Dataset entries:
>>
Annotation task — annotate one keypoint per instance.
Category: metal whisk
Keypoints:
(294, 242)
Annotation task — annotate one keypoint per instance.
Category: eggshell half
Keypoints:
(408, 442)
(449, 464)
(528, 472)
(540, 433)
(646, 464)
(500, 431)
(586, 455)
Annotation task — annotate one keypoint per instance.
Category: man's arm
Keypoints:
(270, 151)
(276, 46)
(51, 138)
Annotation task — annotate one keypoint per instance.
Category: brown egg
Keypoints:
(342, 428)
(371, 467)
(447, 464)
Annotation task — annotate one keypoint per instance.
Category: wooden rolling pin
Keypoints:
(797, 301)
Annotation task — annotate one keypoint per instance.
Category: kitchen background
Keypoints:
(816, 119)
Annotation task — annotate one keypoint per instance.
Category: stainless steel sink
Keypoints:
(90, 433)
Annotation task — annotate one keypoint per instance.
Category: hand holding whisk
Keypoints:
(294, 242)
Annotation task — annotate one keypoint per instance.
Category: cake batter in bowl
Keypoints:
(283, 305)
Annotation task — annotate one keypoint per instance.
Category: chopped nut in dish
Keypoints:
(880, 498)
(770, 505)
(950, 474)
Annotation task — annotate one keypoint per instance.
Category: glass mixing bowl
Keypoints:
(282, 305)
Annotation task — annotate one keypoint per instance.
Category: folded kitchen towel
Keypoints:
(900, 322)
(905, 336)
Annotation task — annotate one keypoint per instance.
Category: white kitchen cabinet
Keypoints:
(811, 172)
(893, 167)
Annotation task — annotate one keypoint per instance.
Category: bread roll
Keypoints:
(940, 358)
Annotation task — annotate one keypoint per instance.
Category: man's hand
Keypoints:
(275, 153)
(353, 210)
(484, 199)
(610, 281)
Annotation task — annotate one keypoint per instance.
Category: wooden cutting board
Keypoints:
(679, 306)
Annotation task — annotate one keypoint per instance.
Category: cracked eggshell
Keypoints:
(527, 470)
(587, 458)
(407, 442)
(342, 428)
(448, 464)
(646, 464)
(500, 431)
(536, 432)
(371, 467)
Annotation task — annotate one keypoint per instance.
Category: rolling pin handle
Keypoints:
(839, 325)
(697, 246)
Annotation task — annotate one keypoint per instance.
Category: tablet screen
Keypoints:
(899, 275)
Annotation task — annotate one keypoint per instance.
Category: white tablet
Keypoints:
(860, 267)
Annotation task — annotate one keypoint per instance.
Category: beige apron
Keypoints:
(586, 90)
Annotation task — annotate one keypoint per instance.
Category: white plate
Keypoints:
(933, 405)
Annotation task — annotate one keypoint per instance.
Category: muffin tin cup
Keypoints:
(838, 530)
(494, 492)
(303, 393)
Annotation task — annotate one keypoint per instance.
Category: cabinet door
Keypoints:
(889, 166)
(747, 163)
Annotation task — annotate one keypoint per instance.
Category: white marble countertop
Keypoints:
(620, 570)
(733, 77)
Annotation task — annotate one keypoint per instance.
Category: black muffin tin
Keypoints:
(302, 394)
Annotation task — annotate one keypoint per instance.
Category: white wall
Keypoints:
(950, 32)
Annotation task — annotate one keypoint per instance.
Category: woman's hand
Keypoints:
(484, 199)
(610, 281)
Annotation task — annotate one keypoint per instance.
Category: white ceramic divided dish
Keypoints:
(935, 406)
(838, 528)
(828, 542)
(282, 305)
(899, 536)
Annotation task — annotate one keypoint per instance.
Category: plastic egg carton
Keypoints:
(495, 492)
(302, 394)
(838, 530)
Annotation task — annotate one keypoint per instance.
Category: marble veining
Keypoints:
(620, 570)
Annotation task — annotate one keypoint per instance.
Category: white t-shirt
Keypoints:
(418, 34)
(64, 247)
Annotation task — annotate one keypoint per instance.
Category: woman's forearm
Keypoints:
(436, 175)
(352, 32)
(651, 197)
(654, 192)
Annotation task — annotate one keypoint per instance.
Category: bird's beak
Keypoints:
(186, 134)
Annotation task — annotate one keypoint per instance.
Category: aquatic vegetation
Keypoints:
<<
Pull every line containing the string "white" out of the data above and copy it.

# Worked solution:
Category: white kitchen cabinet
Category: white tablet
Category: white plate
Category: white marble countertop
Category: white wall
Category: white ceramic divided dish
Category: white t-shirt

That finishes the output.